Rewrite the stretch of the material from the line containing "Where can the raw" through the line containing "(296, 1013)", substituting "uncooked bacon strip" for "raw bacon strip" and leaving everything else unchanged. Return only those lines.
+++ GIVEN DATA
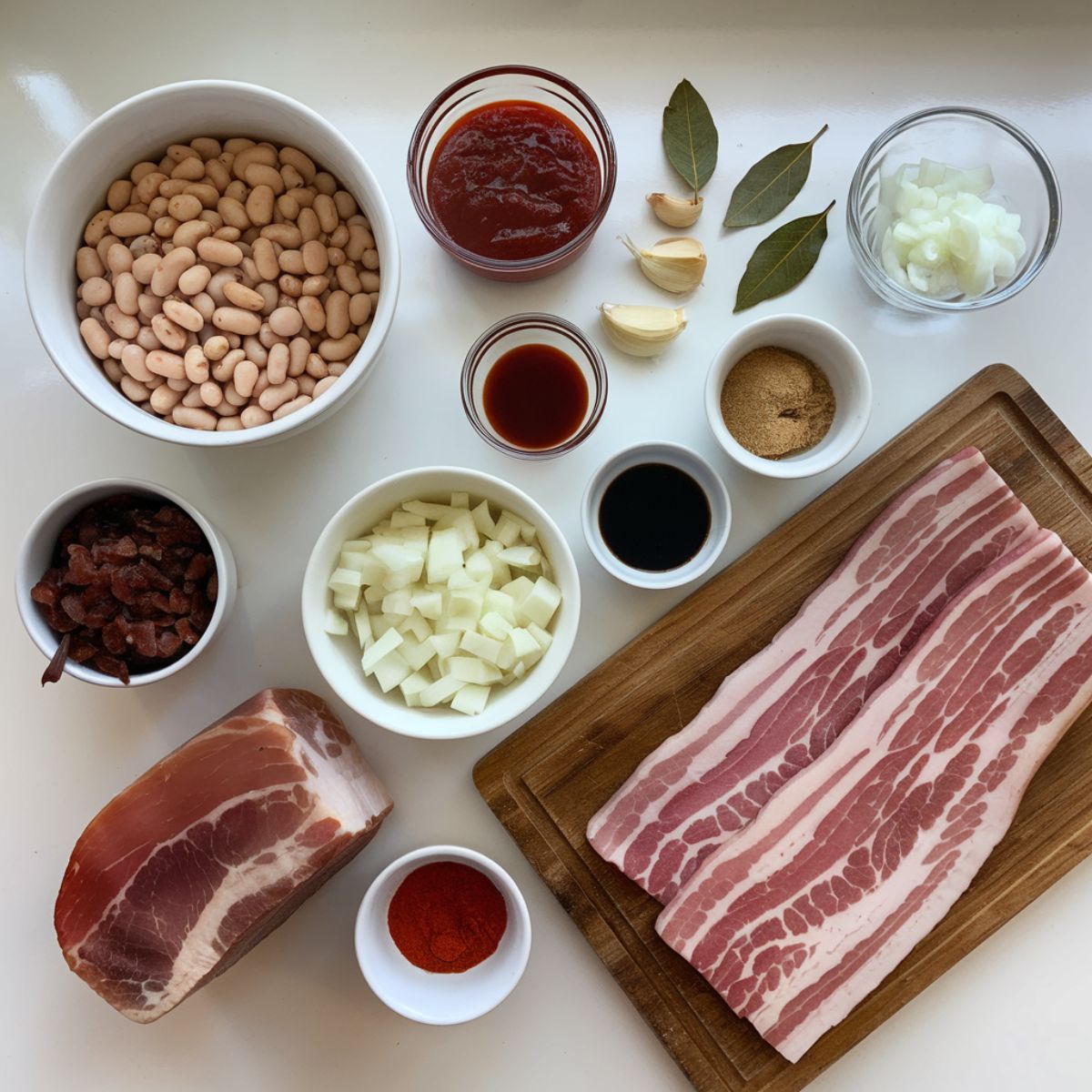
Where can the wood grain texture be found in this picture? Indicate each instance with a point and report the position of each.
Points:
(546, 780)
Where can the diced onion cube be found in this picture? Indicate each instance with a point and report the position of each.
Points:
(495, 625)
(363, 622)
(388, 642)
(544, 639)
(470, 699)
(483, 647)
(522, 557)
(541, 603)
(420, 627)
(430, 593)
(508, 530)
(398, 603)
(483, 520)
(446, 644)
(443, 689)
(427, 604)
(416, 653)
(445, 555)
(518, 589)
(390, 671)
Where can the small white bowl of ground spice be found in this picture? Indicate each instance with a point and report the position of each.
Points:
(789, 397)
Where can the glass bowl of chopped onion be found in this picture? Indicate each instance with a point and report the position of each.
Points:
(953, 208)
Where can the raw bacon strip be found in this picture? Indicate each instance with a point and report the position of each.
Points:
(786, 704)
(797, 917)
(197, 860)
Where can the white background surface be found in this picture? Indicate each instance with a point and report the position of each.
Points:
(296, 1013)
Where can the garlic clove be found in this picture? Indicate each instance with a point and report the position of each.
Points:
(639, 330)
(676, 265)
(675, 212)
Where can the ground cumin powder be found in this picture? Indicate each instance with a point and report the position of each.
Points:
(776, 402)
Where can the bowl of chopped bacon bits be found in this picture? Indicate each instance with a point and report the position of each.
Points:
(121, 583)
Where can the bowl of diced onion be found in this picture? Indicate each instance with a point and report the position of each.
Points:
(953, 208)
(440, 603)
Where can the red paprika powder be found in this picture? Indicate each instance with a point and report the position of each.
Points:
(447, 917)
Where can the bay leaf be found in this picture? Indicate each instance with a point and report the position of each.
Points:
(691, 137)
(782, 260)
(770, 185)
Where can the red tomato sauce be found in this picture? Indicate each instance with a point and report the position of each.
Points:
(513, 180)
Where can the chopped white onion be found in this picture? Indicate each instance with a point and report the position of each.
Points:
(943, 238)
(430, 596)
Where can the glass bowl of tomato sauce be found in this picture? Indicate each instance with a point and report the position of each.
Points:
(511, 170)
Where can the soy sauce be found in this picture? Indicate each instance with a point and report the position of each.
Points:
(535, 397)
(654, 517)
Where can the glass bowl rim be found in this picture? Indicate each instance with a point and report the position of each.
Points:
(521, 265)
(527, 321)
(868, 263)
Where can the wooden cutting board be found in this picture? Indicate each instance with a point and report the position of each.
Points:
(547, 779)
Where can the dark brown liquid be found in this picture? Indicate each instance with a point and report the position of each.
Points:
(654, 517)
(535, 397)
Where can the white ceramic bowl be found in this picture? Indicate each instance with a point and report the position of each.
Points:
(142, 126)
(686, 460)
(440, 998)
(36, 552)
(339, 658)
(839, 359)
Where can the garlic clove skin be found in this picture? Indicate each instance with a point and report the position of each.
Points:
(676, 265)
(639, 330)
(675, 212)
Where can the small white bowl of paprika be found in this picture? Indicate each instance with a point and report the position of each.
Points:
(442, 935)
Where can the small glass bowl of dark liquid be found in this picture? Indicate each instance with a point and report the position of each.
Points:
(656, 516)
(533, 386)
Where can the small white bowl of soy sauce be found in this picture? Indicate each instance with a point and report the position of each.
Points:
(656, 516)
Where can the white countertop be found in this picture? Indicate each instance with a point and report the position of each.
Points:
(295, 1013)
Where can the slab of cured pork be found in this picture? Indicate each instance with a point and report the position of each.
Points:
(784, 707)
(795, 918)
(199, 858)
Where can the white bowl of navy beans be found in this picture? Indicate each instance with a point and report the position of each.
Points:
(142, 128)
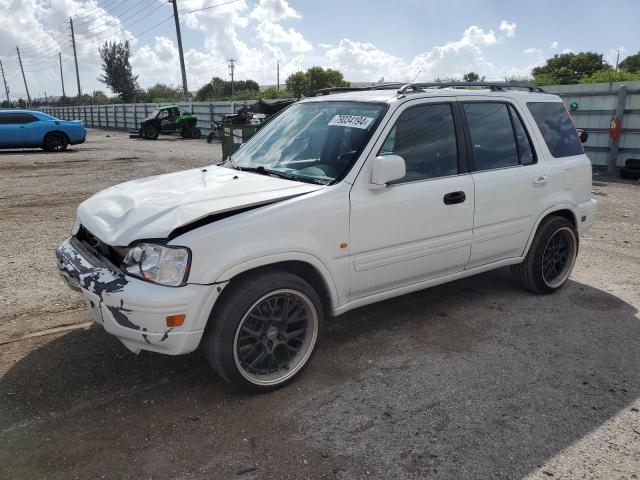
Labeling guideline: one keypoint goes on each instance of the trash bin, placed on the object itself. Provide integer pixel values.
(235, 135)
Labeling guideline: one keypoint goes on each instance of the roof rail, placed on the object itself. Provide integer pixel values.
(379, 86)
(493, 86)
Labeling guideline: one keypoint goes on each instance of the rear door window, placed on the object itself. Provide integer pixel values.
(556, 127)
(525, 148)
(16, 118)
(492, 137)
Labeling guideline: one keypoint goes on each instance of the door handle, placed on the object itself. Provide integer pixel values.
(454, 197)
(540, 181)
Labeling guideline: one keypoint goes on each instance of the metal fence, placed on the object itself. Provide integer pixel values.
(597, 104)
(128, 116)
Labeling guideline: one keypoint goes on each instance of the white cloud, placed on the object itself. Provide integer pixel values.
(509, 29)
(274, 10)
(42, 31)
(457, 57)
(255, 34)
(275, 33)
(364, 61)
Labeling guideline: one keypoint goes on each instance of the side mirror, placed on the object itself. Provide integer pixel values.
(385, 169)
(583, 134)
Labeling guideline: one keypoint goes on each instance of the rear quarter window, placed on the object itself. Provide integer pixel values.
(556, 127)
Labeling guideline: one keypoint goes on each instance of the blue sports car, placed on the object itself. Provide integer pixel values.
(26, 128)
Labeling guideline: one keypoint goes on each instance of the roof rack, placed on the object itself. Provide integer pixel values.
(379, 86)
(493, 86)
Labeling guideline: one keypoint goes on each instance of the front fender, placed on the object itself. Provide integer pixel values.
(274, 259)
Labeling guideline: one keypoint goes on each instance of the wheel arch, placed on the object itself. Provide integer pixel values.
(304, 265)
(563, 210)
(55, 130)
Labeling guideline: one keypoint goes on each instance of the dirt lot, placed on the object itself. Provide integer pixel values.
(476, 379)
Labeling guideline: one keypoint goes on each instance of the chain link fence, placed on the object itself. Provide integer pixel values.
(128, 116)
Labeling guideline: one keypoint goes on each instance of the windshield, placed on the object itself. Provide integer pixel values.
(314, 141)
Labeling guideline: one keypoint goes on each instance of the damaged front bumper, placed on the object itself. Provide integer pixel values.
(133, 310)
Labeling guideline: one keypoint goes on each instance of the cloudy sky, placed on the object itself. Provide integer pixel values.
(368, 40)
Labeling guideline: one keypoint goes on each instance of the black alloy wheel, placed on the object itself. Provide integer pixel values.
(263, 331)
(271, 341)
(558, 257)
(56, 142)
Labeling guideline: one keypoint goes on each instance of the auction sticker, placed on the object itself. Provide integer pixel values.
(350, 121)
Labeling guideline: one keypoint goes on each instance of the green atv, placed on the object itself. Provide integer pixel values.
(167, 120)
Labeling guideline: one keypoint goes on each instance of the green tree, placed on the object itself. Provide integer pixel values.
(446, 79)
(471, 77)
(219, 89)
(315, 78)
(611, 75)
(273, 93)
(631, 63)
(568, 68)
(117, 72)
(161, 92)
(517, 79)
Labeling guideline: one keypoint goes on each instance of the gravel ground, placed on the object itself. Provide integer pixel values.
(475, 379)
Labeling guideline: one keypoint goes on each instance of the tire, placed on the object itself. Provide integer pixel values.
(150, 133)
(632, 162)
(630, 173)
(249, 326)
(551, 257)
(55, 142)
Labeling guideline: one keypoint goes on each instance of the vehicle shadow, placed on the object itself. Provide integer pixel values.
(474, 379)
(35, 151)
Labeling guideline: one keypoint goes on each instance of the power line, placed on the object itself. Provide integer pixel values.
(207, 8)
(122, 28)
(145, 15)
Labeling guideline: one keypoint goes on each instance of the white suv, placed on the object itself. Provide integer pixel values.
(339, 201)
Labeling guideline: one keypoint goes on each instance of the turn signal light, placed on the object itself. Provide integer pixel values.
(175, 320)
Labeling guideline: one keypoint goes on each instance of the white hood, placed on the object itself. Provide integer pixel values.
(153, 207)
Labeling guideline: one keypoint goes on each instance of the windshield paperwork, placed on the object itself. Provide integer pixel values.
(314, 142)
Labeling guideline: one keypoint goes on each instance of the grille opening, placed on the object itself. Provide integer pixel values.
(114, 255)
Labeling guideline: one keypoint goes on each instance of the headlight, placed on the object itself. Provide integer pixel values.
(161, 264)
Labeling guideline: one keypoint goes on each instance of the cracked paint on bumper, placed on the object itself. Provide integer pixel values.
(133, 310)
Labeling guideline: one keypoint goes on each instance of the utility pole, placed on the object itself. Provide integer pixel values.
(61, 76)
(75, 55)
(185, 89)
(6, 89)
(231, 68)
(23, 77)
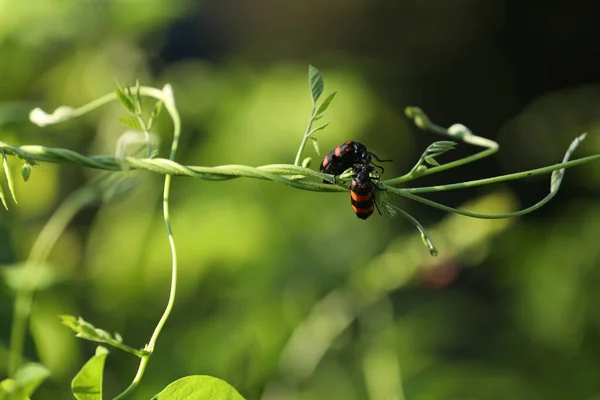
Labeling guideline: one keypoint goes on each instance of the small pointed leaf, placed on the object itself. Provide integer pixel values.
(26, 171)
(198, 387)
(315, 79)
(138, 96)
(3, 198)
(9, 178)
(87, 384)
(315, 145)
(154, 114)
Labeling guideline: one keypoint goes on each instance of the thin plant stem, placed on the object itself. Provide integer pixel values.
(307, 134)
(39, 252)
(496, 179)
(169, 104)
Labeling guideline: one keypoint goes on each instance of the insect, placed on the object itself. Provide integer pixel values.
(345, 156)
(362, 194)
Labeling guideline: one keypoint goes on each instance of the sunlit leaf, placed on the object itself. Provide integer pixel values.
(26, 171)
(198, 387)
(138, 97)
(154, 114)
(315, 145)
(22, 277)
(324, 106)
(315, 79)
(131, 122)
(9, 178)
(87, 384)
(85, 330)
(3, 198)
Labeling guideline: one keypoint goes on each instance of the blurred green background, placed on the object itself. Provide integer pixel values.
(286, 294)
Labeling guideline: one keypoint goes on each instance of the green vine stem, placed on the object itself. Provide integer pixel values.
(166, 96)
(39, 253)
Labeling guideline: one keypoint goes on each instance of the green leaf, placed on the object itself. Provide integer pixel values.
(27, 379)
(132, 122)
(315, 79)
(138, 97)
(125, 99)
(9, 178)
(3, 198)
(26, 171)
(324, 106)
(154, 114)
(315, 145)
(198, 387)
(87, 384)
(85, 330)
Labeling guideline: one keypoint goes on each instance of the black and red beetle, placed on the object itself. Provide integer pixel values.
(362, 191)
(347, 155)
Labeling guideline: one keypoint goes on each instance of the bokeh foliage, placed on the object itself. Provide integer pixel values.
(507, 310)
++++++
▶ **THE RESPONSE**:
Where can the uncooked bacon strip be found in this picture? Indicate each instance with a point and report the position of each.
Points:
(786, 704)
(797, 917)
(197, 860)
Where can the white background surface be found in this picture? Indicate each instance with a point and report the position of each.
Points:
(296, 1013)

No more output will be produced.